### AIM 1
Count the lines in the listing below that contain the string "planter", treating uppercase and lowercase as different. Reply with only the number.

** Start DOCUMENT SEGMENT **

1 FY2017 baseline will be adjusted for any material acquisitions and divestments based on GHG emissions at the time of the transaction. Carbon offsets will be used as required.
Calculated on a Continuing operations basis. The FY2017 baseline has been adjusted for the divestment of our Onshore US assets to ensure ongoing comparability of performance.

Scope 3 emissions

While reducing our operational emissions is vital, emissions from our value chain (Scope 3 emissions) are significantly higher than those from our own operations. We work with our customers, suppliers and other value chain participants to seek to influence emissions reductions across the life cycle of our products.

By definition, Scope 3 emissions occur from sources that are not owned or controlled by BHP, but by our customers, suppliers and others in our value chain. For some emissions sources, we have the ability to influence our suppliers or other service providers to reduce emissions from their activities. For example, BHP is one of the largest global shippers of bulk commodities. We are working on initiatives to reduce our freight emissions and seek to drive change more broadly within the shipping industry. Find out more about our approach to sustainable shipping.

For other emissions sources, such as the downstream processing of our products, the fact that these emissions occur ‘outside the gate’ makes them more challenging to address. However, we already work directly with our customers to help them improve the productivity and environmental performance of their processes based on the quality characteristics of our products. There is opportunity to build on these relationships to identify strategic opportunities to partner in implementing projects with the potential to achieve more material emissions reductions. Find out more about how we work with our customers to minimise the environmental impacts of their production.

** End DOCUMENT SEGMENT **

### AIM 2
Continue the passage above about BHP's Scope 3 emissions from the point where it stops.

** Start MATERIAL **

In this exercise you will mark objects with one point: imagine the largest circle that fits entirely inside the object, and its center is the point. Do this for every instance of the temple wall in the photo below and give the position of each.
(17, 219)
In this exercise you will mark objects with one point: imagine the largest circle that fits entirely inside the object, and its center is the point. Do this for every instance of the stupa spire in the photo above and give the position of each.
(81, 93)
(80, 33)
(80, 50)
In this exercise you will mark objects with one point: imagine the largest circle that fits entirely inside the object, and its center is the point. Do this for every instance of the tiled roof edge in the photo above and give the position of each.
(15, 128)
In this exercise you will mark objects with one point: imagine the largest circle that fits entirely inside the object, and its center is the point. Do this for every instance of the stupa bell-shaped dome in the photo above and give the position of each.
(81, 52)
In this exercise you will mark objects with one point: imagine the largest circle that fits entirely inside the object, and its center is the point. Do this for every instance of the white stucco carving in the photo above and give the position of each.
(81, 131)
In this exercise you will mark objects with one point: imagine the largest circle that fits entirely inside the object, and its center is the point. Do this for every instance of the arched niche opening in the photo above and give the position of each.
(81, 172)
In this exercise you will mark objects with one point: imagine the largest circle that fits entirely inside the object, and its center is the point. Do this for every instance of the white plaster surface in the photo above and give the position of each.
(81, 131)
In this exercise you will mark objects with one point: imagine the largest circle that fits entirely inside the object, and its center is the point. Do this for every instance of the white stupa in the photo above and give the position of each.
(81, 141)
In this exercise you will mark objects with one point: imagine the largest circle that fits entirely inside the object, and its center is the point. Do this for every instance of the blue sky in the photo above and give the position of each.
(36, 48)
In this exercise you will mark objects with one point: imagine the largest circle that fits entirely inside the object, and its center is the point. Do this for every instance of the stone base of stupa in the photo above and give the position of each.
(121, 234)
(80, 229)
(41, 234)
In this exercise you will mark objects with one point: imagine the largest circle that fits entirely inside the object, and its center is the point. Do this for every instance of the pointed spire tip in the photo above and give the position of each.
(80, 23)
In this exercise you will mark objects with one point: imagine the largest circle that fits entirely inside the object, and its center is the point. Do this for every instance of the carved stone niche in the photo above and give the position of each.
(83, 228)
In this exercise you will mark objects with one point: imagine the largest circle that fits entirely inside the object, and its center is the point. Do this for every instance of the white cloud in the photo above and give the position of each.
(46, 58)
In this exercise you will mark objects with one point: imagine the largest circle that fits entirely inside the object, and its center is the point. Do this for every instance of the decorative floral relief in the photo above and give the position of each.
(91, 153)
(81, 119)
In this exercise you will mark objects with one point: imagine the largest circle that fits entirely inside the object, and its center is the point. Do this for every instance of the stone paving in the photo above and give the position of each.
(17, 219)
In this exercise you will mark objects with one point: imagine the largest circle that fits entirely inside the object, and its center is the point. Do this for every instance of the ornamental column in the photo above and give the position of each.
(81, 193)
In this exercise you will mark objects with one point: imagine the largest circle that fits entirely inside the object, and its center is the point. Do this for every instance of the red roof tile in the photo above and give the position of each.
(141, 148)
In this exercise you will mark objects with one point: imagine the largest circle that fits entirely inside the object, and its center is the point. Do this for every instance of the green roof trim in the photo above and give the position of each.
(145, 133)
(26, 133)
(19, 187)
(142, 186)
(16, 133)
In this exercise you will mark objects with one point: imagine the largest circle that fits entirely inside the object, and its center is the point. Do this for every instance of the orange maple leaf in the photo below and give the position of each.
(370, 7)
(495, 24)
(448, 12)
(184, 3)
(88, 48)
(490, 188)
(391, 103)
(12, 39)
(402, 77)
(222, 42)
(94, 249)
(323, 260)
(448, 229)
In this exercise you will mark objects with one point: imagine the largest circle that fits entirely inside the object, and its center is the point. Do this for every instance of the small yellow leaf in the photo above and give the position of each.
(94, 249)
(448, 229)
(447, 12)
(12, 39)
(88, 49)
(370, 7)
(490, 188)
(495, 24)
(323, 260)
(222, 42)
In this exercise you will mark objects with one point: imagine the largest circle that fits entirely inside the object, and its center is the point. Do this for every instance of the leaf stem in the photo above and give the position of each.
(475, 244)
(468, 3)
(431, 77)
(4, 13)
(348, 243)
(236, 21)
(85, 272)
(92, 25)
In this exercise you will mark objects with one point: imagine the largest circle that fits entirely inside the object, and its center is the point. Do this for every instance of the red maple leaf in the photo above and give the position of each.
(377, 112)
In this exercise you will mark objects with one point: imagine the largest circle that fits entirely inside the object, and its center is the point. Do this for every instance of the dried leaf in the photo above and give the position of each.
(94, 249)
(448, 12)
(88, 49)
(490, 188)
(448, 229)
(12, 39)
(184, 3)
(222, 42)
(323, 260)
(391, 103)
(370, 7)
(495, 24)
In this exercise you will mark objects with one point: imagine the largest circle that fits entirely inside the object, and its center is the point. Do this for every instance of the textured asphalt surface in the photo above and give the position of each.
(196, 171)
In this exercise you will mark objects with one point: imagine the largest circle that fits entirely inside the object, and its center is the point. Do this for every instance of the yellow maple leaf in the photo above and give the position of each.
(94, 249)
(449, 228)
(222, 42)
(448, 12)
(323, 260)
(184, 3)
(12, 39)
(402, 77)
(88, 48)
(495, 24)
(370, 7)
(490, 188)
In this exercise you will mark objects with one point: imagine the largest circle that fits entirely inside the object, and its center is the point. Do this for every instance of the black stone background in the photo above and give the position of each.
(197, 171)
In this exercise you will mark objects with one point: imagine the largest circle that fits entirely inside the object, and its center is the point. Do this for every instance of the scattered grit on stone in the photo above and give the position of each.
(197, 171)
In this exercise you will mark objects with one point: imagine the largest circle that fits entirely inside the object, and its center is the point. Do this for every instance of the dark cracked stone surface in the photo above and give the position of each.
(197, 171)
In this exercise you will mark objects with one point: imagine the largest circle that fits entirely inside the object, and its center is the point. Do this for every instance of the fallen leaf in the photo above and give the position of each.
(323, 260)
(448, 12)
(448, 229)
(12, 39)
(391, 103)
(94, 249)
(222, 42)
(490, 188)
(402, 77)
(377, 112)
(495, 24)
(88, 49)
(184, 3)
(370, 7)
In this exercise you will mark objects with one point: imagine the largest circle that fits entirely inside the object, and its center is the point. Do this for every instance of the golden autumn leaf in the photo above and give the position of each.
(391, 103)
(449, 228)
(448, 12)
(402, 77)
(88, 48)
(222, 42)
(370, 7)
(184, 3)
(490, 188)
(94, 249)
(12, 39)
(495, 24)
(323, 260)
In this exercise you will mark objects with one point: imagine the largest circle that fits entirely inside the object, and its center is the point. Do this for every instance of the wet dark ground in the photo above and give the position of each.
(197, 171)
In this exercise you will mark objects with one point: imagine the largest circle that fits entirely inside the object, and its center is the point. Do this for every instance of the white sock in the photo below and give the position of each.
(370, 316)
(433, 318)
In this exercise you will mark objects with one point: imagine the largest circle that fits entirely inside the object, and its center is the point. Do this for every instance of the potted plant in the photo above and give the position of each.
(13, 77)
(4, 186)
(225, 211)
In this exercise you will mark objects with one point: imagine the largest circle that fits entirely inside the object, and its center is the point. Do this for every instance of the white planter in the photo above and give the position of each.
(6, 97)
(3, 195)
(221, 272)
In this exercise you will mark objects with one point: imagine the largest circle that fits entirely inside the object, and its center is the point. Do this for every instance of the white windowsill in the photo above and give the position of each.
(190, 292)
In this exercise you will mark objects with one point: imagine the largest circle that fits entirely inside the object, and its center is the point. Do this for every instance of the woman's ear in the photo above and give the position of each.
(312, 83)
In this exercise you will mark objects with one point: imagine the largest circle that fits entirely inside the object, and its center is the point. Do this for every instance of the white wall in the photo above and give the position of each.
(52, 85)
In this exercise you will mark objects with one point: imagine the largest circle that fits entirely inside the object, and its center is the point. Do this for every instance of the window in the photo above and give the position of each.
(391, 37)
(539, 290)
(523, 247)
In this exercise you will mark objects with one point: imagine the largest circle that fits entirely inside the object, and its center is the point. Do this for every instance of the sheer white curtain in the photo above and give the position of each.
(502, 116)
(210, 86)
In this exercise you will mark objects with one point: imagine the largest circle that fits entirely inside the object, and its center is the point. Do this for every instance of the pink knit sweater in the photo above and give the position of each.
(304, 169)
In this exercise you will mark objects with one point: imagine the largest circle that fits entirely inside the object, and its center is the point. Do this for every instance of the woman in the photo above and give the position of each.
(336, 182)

** End MATERIAL **

### EXPECTED OUTPUT 1
1

### EXPECTED OUTPUT 2
Our approach to addressing Scope 3 emissions is evolving. Find out more in our whitepaper on addressing greenhouse gas emissions beyond our operations (PDF 122 kb).

As we work to develop an integrated product stewardship strategy in FY2020 we intend to look to identify additional opportunities to work with others in our value chain to influence emissions reductions. We also intend to set public goals related to Scope 3 emissions.

These goals will be set consistent with all of the following principles:

  • Risk-based: focused on material risks and opportunities; 
  • Measurable, accountable and time-bound: clearly defined with clear responsibilities for delivery and against which it is possible to measure progress over a defined timeframe;
  • Paris-aligned: support decarbonisation pathways for our products in line with the goals of the Paris Agreement;
  • Collaborative: engage the right partners to support action at the point of operational control;
  • Outcomes-focused: deliver tangible outcomes and value rather than focus only on activity; 
  • Attainable: recognise our stewardship role relating to sold products as compared to the operational control of our managed facilities;
  • Based on consultation: engage with external expert and/or academic parties to inform the development of appropriate goals; 
  • Assured: reporting will be subject to external verification and assurance.


The most significant contributions to Scope 3 emissions in our value chain come from the downstream processing and use of our products, in particular emissions emanating from the steelmaking process (the processing and use of our iron ore and metallurgical coal). In FY2019 emissions associated with the processing of our non-fossil fuel commodities (iron ore to steel; copper concentrate and cathode to copper wire) were 305 million tonnes of CO2-e. Emissions associated with the use of our fossil fuel commodities (metallurgical and energy coal, oil and gas) were 233 million tonnes of CO2-e.

Scope 3 GHG emissions 1 2

   Scope 3 emissions (million tonnes CO2-e)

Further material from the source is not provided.